TEXTO
---*---

Discurso de premiação da Medalha Chico Mendes, concedida à Repórter Brasil na categoria “trabalho escravo”, pelo Grupo Tortura Nunca Mais-RJ.

Por Natália Suzuki

Em nome da Repórter Brasil, gostaria de agradecer o Grupo Tortura Nunca Mais, por termos sido premiados na categoria de combate ao trabalho escravo. É uma honra compartilhar a noite com os demais premiados, pessoas tão ilustres, que dedicaram e dedicam as suas vidas à proteção dos direitos humanos.

Entre 1995, quando o trabalho escravo foi reconhecido no país, e o ano passado, foram 47 mil trabalhadores resgatados de situações degradantes. Alojamentos inabitáveis, alimentos intragáveis e água contaminada são alguns elementos que compõem a condição diária de milhares de trabalhadores espalhados pelo país.

Diante desse contexto, desde 2001, a equipe da Repórter Brasil tem se dedicado ao combate dessa prática vergonhosa.

Consideramos que a mídia é um instrumento fundamental para tornar pública a situação indigna dos trabalhadores escravizados. É por isso que, por meio de reportagens, documentários e pesquisas, temos denunciado e pressionado o governo a adotar políticas públicas para a erradicação do problema e pressionado também a iniciativa privada a ser responsiva com a sua cadeia produtiva.

Muitos homens e mulheres perdem as suas vidas na frente de trabalho em pleno século 21. Não basta, portanto, apenas resgatá-los, é preciso primordialmente evitar que trabalhadores e trabalhadoras passem por essa experiência traumática e desumana. Por isso, a Repórter Brasil desenvolve um programa educacional de prevenção ao trabalho escravo nos locais o aliciamento e o uso de mão de obra escrava são frequentes. Em dez anos, alcançamos mais de 140 municípios e impactamos diretamente mais de 200 mil pessoas. No entanto, isso não tem sido suficiente.

Até há pouco tempo, pensávamos que a ocorrência do trabalho escravo estava restrita a localidades das regiões Norte, Nordeste e Centro-Oeste em que a vulnerabilidade socioeconômica era preponderante.  No entanto, em 2013, as estatísticas nos apresentaram uma nova realidade: naquele ano, houve mais casos de trabalho escravo urbano – especialmente na construção civil e no setor têxtil – do que nas zonas rurais, onde tradicionalmente o problema era encontrado.

Diante disso, vimos que o nosso escopo de atuação precisa ser ampliado cada vez mais e nem sempre os braços e pernas da sociedade civil dão conta dessa dimensão.  Após 20 anos de combate, o balanço que fazemos, infelizmente, não é dos mais promissores. Houve muitas conquistas, mas há também muito retrocesso.

Ficamos muito felizes com a premiação da Medalha Chico Mendes, especialmente porque esse ano de 2015 se iniciou um tanto tenebroso e temeroso para os atores governamentais e não governamentais, envolvidos com o combate ao trabalho escravo no Brasil.

---*---

TAREFAS
A. Responda com base no discurso:
(i) Desde que ano a equipe da Repórter Brasil se dedica ao combate ao trabalho escravo?
(ii) Quantos trabalhadores foram resgatados entre 1995 e o ano passado?
(iii) Em que ano as estatísticas registraram mais casos de trabalho escravo urbano do que nas zonas rurais?
B. Reproduza do discurso todo o trecho que vai de "Por Natália Suzuki" até "dos direitos humanos.".

---*---

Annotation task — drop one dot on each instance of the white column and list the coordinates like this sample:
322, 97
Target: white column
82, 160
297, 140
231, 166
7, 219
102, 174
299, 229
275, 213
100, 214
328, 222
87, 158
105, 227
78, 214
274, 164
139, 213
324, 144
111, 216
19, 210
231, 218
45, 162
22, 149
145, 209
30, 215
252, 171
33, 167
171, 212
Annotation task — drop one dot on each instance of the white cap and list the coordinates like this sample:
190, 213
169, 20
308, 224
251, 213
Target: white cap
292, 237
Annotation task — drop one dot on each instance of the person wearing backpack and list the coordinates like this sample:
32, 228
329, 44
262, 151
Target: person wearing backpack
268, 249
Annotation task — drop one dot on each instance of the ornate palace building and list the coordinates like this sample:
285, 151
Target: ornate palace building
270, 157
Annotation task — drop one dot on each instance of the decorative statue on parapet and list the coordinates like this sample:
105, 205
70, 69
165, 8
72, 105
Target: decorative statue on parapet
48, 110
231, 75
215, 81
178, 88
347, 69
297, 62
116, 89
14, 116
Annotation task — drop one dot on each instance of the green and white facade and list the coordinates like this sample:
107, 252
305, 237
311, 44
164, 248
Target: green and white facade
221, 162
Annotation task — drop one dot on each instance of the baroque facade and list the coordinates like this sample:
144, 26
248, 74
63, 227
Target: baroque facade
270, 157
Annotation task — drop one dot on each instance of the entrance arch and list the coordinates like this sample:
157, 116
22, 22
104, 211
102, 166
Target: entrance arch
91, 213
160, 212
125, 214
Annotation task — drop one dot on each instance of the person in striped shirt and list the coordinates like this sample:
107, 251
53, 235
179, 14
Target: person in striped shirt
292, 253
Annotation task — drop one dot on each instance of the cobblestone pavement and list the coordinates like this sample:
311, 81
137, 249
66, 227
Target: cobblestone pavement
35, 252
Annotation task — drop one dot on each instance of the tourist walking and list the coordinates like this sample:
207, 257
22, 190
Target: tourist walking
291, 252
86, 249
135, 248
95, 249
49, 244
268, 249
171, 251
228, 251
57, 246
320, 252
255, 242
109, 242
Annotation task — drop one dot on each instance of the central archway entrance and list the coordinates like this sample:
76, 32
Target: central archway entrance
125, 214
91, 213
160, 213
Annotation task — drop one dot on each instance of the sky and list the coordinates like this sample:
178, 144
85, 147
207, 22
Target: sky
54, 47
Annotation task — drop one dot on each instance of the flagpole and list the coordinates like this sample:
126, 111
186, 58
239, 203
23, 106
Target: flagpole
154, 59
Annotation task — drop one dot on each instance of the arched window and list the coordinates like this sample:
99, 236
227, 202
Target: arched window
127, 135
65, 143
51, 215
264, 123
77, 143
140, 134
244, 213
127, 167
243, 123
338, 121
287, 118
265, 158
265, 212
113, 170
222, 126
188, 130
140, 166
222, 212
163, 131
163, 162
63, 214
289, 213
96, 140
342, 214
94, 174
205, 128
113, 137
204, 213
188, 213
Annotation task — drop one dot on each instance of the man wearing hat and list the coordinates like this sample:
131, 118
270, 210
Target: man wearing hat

---*---

RESPOSTAS POR TAREFA
A.
(i) Desde 2001.
(ii) 47 mil trabalhadores.
(iii) Em 2013.

B.
Por Natália Suzuki

Em nome da Repórter Brasil, gostaria de agradecer o Grupo Tortura Nunca Mais, por termos sido premiados na categoria de combate ao trabalho escravo. É uma honra compartilhar a noite com os demais premiados, pessoas tão ilustres, que dedicaram e dedicam as suas vidas à proteção dos direitos humanos.